**Excerpt provided**

The Surprising Way Civil War Took Its Toll on Congo’s Great Apes
Using satellite maps and field studies, scientists found that even small disturbances to the forest had big consequences for bonobos
Even the most celebrated conservation successes can seemingly be undone overnight. That was the hard lesson Takeshi Furuichi learned when conflict erupted in the Democratic Republic of the Congo (DRC), threatening the survival of bonobo populations that he and his colleagues had been studying and protecting for decades.
Amidst growing turmoil and brutal violence in the mid 1990s, the researchers—their lives potentially at risk—had no choice but to reluctantly return to Japan and hope the best for the animals and people they left behind.
“It’s really difficult, because nature and bonobos remain the same, but human society changes very rapidly,” explains Furuichi, a primatologist at Kyoto University. “I can’t think, ‘Yes, OK, we are now in a successful balance,’ because I know that next year it will change again. It’s an endless effort.”
Six years would pass before Furuichi and his colleagues resumed their studies. When they finally returned to the DRC in 2002, their fears concerning the war’s toll were confirmed: Some groups of bonobos had disappeared altogether, while others that survived had been reduced to fewer than half their original members.
Crestfallen but determined to derive some meaning from the years of upheaval, the researchers set out to discover the precise drivers behind the bonobos’ downfall. Their work has yielded surprising results that could inform the work of conservationists and benefit other endangered great apes—valuable findings that may make the loss of the DRC bonobos not completely in vain.
Although habitat destruction due to logging and industrial agriculture—including palm oil cultivation—currently ranks as the greatest threat to great ape populations, Furuichi and his colleagues discovered that it is not only these massive disturbances that cause widespread decline. As the bonobos' fading populations unfortunately showed, even disruptions on a relatively minor scale—a forest clearing here, an uptick in hunting there—can have devastating impacts.
The DRC “bonobo case study confirms to us the need for a very cautious approach to developing land where apes are found,” says Annette Lanjouw, vice president of strategic initiatives and the Great Ape Program at the Arcus Foundation, a non-profit that promotes diversity among people and nature. “The findings place a huge emphasis on avoiding disturbance as opposed to saying, ‘It’s OK if we disturb this area, they’ll come back or we’ll repair it afterward.’”
This lesson could significantly inform conservationists’ efforts to devise better strategies for protecting great apes and their habitats in the face of a rapid assault by timber harvesting, industrial agriculture and other development.
Bonobos in Paradise
Sometimes called “the forgotten ape,” primatologists long overlooked bonobos. While gorillas and chimpanzees were well known by the 16th century, it wasn’t until 1929 that bonobos were officially described as a species. Their late arrival on the scientific scene is partly due to their looks: They so closely resemble chimps that any early explorers who encountered them likely did not recognize the animal’s novelty. Bonobos also live in a relatively small and difficult to reach area, the deep jungle of the Congo River’s left bank.
Once their existence was declared, however, news of the world’s fourth great ape species travelled fast, and bonobos soon appeared in collections and zoos, where primatologists began studying them. Wild bonobos, however, would retain their air of inscrutable mystery until 1973, when Takayoshi Kano, a young primatologist from Kyoto University, established the world’s first bonobo field study site.

**Material**

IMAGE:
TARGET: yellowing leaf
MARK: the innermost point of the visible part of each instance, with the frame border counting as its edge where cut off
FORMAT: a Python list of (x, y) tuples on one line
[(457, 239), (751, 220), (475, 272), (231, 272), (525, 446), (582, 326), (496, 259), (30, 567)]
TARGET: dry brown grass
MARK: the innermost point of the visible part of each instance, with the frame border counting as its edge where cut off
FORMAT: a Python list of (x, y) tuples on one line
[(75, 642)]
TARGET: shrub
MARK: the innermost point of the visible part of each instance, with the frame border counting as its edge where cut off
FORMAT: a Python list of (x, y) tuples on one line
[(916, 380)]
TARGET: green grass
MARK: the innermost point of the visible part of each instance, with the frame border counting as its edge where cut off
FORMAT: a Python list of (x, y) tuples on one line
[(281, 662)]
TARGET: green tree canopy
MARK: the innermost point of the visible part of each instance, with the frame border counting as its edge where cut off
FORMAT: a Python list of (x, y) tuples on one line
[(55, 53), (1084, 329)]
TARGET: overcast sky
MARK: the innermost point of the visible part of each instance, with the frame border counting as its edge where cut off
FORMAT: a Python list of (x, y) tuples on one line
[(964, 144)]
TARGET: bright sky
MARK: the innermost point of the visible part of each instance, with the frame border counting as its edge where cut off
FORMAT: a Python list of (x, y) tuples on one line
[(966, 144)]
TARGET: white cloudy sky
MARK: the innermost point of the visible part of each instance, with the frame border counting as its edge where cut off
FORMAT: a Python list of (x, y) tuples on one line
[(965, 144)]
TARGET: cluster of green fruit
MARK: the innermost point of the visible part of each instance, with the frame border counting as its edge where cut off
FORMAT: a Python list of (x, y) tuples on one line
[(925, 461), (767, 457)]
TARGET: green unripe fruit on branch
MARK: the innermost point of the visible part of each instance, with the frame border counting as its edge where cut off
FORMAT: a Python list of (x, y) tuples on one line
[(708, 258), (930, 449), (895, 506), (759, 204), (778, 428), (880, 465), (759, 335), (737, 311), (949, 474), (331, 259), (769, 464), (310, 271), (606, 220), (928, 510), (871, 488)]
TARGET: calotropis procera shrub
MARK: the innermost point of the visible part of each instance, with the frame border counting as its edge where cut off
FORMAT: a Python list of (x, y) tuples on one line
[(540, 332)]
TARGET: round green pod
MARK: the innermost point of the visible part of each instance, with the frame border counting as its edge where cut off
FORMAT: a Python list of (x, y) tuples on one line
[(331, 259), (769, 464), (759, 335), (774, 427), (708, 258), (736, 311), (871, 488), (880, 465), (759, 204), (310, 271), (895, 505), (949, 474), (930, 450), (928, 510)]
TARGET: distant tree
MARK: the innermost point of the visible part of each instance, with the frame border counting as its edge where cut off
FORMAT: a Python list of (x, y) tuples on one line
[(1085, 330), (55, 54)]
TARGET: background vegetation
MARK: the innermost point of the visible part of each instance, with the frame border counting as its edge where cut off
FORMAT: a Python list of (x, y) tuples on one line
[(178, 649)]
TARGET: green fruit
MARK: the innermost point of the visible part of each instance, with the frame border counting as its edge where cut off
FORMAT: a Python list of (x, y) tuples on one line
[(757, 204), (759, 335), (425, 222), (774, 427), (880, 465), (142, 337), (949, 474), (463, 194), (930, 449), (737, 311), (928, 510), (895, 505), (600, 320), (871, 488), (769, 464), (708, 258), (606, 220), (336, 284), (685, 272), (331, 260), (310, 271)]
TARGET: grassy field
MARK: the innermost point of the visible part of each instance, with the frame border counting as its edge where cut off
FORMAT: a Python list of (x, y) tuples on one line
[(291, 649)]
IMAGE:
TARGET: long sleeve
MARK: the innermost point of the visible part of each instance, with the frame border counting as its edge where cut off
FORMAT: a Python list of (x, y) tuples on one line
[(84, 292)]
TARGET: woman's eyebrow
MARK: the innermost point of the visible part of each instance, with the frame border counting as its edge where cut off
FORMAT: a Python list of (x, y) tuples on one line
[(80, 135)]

**To be done**
1 - In the bonobo article, condense the paragraph beginning "Sometimes called “the forgotten ape,”" into a short bulleted list that keeps its main facts.
2 - Write the next part of the bonobo article, picking up after its final sentence.

**Answer set**
1 -
- Bonobos, sometimes called "the forgotten ape," were long overlooked by primatologists.
- Gorillas and chimpanzees were well known by the 16th century, but bonobos were not officially described as a species until 1929.
- They look so much like chimps that early explorers who met them likely did not see that they were new.
- They also live in a relatively small, hard-to-reach area: the deep jungle of the Congo River's left bank.

2 -
Kano had been biking around the Congo Basin in search of bonobos when he came across a village called Wamba, located in what was then called the country of Zaïre, now the DRC. Kano quickly realized that Wamba possessed everything he could hope for in a field site. Situated on the Luo River against a backdrop of thick forest, the village offered excellent access to local bonobo populations.
More than that, though, Wamba’s human residents already had a special relationship with the apes: They believed bonobos to be their direct relatives. They told Kano that many years in the past a young bonobo male grew tired of eating raw food, so abandoned his great ape family. God heard his anguished cries and took pity by helping him make fire, which he used to cook his food. This bonobo eventually built a village—present day Wamba—meaning that all modern villagers are descended from him. That’s why people living there today neither hunt nor eat bonobos.
Kano set about establishing a formal study site. Other researchers—including Furuichi—soon joined him. For 20 years they observed the bonobos, which thrived in conditions of near absolute peace. Once, in 1984, an outsider poached a young adult male, and a few years later, soldiers trapped a few baby animals, supposedly as a gift for a visiting dignitary. But otherwise, the animals were left alone, their populations steadily rising.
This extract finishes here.